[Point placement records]
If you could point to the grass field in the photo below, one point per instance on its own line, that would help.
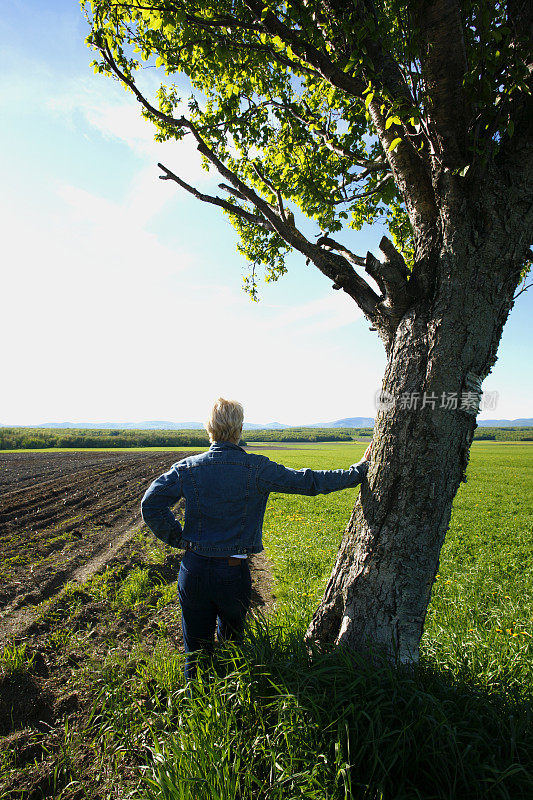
(275, 722)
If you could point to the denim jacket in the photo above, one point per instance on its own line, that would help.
(226, 491)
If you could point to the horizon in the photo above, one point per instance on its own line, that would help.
(116, 277)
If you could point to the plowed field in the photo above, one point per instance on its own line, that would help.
(76, 517)
(60, 510)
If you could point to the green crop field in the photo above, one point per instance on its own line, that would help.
(274, 720)
(284, 724)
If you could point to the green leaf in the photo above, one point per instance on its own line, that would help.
(392, 121)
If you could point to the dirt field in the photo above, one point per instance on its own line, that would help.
(59, 511)
(67, 517)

[WHAT THE EXERCISE ASKS]: Your copy should match the entries exactly, minus the pictures.

[ANSWER TO THIS EXERCISE]:
If you could point to the grass field in the photo below, one point per instance on its own line, that would help.
(275, 722)
If you could point to the denim jacket in the photo above, one point per instance on its own line, that would help.
(226, 491)
If you could point to the horizon in the photo above, one point per instance on its own line, that would help.
(116, 277)
If you could point to the plowed field in the photo above, one point per instance on its own line, that would help.
(76, 517)
(60, 510)
If you could point to the green crop field in the photo above, one point per instance on its own line, that would help.
(274, 720)
(284, 724)
If you could point to the green leaf in the photo above, one point per instance on its own line, that would help.
(392, 121)
If you could point to the dirt field in the photo above, one point per instance on its own line, that would help.
(59, 511)
(67, 517)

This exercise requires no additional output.